[To do]: Stop after the line holding "Task: indicate the thistle". Repeat exactly every line before it in the records below, that line too, and leave out the pictures.

╔══

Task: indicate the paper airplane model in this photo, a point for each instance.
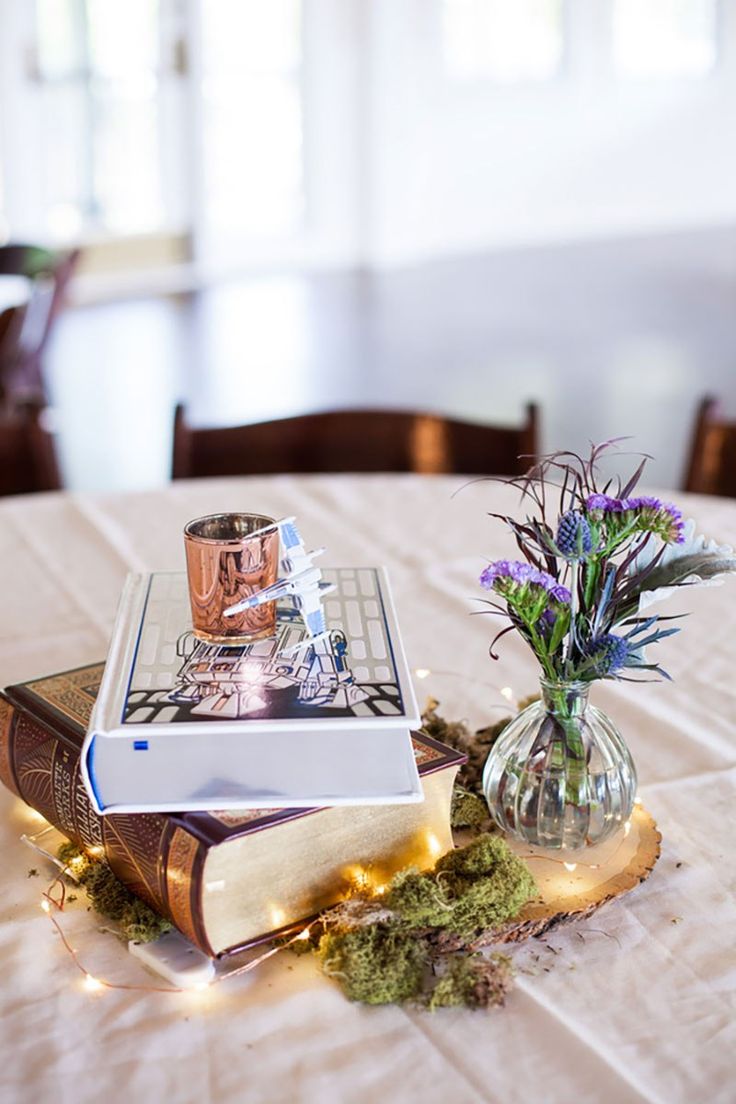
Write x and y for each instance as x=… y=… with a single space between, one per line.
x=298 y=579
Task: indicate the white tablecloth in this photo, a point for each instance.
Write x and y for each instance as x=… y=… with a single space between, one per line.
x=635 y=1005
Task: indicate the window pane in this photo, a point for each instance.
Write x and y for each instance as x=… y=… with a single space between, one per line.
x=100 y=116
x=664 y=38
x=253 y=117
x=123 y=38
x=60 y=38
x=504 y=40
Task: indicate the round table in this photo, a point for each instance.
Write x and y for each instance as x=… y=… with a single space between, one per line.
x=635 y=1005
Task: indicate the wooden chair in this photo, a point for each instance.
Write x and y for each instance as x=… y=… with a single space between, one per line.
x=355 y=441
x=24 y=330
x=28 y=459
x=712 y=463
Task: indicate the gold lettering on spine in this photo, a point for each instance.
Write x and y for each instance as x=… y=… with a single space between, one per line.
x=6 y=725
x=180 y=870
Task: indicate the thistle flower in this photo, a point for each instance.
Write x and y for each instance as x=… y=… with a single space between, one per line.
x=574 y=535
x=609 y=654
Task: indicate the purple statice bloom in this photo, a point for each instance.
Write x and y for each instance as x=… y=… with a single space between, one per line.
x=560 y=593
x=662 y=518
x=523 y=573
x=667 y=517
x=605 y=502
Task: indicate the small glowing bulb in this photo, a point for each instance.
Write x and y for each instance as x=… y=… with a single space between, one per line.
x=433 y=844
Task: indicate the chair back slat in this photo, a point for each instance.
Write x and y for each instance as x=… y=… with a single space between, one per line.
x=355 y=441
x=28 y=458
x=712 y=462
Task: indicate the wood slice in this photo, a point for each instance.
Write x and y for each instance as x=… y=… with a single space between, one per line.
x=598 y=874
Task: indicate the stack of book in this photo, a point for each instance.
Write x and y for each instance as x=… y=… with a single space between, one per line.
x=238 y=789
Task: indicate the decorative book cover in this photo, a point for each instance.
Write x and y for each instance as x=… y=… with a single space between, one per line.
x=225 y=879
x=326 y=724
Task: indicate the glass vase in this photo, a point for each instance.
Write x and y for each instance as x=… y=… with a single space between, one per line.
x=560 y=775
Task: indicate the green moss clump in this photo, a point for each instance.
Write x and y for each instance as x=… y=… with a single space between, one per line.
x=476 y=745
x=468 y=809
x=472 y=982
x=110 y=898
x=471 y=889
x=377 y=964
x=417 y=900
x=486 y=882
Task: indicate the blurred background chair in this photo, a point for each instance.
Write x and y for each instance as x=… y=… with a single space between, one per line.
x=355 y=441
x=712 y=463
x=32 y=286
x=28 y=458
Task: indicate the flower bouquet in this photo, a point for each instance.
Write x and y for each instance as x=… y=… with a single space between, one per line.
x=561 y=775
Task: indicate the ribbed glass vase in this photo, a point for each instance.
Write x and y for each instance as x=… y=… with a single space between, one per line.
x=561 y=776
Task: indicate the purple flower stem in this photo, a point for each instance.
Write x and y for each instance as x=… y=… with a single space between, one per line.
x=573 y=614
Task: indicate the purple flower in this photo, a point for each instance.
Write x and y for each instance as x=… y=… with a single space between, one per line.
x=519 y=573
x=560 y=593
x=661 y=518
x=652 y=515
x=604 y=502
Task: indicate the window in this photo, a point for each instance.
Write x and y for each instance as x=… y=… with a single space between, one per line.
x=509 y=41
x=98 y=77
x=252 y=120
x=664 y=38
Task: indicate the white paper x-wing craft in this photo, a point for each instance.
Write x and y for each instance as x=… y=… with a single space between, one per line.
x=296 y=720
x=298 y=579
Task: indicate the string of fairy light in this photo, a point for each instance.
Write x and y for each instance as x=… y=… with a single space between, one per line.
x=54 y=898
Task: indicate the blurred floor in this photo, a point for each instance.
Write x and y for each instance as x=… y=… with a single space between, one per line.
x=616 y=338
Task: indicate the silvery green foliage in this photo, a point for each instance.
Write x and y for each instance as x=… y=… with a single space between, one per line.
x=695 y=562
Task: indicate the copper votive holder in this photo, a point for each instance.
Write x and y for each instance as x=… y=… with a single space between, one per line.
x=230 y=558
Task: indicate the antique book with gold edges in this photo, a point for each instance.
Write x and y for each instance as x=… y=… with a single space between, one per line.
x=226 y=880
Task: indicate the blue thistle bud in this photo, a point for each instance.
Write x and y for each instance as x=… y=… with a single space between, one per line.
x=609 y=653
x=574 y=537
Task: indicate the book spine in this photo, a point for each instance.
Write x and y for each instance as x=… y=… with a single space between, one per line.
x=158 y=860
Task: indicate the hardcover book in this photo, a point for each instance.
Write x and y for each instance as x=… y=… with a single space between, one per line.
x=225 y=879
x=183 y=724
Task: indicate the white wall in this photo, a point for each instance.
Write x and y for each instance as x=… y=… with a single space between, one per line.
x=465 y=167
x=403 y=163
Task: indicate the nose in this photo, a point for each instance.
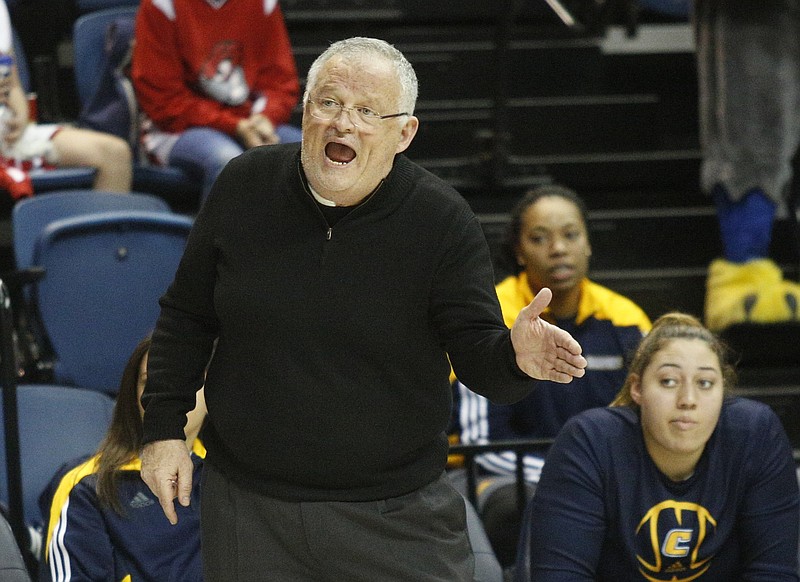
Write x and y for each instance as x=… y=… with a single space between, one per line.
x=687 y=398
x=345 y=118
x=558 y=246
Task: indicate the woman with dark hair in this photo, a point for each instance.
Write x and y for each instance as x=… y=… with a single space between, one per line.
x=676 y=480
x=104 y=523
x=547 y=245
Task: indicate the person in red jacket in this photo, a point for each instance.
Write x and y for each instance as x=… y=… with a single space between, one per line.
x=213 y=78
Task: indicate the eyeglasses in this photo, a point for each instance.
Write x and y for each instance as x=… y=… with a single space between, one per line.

╚══

[Task solution]:
Task: indicate the paper airplane model in this photo, a point for each instance.
Write x and y for each instance as x=… y=… with a single space between, one per line.
x=298 y=579
Task: indicate the white tablecloth in this photo, a point for each instance.
Write x and y for each instance as x=… y=… with a single space between, one per line.
x=635 y=1005
Task: indicate the window pane in this photo, a point for each instance.
Write x and y for each instance as x=… y=… with a single space between, one per line.
x=100 y=116
x=664 y=38
x=253 y=117
x=123 y=38
x=60 y=38
x=504 y=40
Task: indicate the round table in this photo, a point for each instance.
Write x and y for each instance as x=… y=… with a single space between, one per line.
x=635 y=1005
Task: indicate the wooden chair in this photo, a point for each instance.
Write x and y for each instance as x=… y=… with a single space between, one per line.
x=355 y=441
x=24 y=330
x=28 y=459
x=712 y=463
Task: indicate the gold lettering on spine in this photo, a point for each instance.
Write x and y for each instance as x=… y=… with a single space between, one per line.
x=6 y=725
x=180 y=870
Task: indicate the thistle flower in this photo, a point for each instance.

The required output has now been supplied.